Referring expression data

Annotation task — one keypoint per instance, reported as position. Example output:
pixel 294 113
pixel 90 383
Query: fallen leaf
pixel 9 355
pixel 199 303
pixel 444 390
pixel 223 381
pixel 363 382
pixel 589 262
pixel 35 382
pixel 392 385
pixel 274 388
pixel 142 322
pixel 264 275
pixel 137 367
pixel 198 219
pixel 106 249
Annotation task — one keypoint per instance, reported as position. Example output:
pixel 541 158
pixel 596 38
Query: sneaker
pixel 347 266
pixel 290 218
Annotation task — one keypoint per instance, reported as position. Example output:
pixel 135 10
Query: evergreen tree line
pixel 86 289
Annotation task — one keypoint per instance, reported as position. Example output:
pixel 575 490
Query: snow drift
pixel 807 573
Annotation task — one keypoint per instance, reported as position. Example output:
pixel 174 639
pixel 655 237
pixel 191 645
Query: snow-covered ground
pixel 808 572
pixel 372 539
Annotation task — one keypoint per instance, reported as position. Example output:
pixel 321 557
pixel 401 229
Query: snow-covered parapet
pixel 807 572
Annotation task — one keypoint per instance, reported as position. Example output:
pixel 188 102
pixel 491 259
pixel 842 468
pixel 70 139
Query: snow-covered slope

*What to work on*
Only the last part of the entries above is needed: please copy the line with "pixel 174 639" and each line after it exactly.

*Your response*
pixel 174 639
pixel 655 237
pixel 191 645
Query: snow-covered ground
pixel 808 572
pixel 372 539
Annotation task — one keypoint per instance, reported as position. Example output:
pixel 321 557
pixel 401 229
Query: snow-covered parapet
pixel 807 572
Annotation task — one keypoint per instance, reported as position. Example output:
pixel 188 102
pixel 491 259
pixel 842 468
pixel 70 139
Query: snow-covered slope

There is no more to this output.